The dynamic array implementation is more space efficient. Suppose that each heap element contains just a pointer to a struct:

• the tree implementation must store three pointers for each element: parent, left child and right child. So the memory usage is always 4n (3 tree pointers + 1 struct pointer).

  Tree BSTs would also need further balancing information, e.g. black-red-ness.

• the dynamic array implementation can be of size 2n just after a doubling. So on average it is going to be 1.5n.

On the other hand, the tree heap has better worst case insert, because copying the backing dynamic array to double its size takes O(n) worst case, while the tree heap just does new small allocations for each node.

Still, the backing array doubling is O(1) amortized, so it comes down to a maximum latency consideration. Mentioned here.

Philosophy

• BSTs maintain a global property between a parent and all descendants (left smaller, right bigger).

  The top node of a BST is the middle element, which requires global knowledge to maintain (knowing how many smaller and larger elements are there).
|---|
**Short task:**
Answer these questions using the excerpt on heap implementations:
1. How many pointers does the tree implementation store for each element?
2. On average, what size does the dynamic array implementation reach?
3. What is the worst-case cost of copying the backing dynamic array to double its size?
The records play no part in the work on the excerpt.

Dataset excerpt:
|---|
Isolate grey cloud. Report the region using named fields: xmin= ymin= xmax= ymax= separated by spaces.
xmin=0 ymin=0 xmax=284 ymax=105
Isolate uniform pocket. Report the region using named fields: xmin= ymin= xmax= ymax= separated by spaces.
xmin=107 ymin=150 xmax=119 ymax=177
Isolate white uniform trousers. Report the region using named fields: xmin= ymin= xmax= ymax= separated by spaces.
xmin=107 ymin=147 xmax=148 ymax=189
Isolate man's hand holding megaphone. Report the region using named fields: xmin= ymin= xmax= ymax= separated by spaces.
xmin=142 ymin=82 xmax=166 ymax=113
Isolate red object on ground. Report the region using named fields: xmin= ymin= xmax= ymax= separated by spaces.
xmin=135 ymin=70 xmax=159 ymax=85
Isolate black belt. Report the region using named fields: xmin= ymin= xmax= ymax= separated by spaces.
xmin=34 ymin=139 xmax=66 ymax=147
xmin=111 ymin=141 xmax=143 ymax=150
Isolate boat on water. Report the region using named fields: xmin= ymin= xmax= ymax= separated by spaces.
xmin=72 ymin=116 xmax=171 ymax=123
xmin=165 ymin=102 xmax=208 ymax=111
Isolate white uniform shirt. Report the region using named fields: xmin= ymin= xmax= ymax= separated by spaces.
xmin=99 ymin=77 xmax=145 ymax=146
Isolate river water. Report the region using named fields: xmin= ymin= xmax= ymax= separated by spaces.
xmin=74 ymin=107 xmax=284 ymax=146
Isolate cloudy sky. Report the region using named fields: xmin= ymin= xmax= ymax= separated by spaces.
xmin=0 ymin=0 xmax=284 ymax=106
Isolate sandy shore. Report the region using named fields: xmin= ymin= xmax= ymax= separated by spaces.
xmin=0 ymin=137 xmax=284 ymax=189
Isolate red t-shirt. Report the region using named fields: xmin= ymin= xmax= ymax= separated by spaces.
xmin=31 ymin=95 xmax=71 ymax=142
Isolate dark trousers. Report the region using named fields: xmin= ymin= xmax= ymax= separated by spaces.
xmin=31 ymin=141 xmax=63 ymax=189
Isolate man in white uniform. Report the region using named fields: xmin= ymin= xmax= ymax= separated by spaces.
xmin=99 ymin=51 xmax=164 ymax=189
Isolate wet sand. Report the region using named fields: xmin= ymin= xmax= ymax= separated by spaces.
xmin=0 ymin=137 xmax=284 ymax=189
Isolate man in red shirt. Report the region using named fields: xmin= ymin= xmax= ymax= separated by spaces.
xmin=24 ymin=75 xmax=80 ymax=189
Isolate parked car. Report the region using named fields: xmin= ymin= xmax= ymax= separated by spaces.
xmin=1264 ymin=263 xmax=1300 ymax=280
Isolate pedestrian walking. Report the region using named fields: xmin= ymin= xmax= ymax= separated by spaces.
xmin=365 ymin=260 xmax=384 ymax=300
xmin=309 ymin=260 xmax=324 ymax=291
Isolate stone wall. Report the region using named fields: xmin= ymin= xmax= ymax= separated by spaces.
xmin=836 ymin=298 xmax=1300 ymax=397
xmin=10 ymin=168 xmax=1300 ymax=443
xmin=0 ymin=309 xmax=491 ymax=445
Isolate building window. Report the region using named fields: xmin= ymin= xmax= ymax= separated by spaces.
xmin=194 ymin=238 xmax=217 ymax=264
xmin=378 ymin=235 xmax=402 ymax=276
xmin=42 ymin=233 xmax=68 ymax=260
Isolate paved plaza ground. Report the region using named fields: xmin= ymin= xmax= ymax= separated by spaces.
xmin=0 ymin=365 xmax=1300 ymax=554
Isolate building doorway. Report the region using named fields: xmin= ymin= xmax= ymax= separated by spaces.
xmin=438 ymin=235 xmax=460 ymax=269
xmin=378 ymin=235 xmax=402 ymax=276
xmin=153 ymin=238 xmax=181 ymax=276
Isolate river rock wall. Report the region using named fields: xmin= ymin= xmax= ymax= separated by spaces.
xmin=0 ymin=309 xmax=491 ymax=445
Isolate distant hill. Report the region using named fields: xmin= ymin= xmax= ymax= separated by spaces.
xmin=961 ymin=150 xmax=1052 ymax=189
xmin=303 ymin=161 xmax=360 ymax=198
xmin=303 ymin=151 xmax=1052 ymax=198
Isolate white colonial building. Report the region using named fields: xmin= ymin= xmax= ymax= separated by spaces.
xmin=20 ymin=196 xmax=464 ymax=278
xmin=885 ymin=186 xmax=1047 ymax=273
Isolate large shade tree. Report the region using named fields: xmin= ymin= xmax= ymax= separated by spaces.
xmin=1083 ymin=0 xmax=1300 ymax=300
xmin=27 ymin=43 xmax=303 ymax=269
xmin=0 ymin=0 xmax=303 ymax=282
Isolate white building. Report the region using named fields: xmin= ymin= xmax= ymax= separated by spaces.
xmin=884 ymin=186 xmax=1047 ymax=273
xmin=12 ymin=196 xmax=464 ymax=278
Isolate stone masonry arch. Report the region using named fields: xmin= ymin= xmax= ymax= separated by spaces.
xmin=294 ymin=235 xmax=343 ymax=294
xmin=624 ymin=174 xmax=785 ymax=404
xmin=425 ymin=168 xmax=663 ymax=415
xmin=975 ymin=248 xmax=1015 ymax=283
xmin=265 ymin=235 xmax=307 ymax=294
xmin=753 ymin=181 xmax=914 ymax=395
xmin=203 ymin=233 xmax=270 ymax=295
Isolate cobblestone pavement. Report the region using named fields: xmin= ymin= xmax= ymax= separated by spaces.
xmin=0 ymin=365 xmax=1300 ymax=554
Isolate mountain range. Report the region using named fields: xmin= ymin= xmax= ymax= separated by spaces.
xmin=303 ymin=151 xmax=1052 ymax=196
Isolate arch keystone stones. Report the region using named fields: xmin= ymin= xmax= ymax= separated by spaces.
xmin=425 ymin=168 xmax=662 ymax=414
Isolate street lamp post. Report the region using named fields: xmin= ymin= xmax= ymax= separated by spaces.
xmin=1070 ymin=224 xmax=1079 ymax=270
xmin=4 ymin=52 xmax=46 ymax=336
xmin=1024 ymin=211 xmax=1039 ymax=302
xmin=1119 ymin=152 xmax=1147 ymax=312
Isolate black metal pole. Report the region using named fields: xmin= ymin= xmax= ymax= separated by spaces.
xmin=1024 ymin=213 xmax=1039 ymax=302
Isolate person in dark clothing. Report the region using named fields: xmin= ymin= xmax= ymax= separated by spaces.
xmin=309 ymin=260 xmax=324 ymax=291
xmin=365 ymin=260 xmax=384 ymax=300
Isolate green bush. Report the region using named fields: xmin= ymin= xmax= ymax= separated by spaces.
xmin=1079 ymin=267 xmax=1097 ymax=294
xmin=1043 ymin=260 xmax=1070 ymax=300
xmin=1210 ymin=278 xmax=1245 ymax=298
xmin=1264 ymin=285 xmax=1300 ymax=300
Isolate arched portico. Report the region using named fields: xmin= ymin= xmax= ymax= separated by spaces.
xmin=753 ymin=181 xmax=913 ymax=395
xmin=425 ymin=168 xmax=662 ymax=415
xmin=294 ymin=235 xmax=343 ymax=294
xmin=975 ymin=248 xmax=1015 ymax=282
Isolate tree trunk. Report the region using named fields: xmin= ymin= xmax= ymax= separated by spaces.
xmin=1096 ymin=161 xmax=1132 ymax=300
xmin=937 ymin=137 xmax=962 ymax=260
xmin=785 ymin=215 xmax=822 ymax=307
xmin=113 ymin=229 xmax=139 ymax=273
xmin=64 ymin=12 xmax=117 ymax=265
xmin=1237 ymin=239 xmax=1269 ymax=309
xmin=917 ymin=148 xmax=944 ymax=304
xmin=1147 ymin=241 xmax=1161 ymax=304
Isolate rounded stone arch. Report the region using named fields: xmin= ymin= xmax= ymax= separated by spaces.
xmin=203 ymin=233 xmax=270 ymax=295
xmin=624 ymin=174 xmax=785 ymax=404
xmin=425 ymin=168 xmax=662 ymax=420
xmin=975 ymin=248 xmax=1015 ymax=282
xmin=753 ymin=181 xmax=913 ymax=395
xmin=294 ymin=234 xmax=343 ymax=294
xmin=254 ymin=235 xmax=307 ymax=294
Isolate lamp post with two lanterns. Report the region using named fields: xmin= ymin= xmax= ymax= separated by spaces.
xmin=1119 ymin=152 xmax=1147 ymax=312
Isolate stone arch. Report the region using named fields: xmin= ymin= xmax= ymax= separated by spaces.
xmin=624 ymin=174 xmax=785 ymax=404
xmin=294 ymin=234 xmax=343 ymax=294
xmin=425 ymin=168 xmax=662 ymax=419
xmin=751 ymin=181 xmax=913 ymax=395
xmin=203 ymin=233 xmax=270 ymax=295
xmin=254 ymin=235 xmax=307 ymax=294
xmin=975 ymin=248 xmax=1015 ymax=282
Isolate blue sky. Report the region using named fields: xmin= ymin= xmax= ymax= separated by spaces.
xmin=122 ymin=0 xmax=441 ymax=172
|---|
**Result of the exercise:**
1. Three: parent, left child and right child.
2. 1.5n.
3. O(n).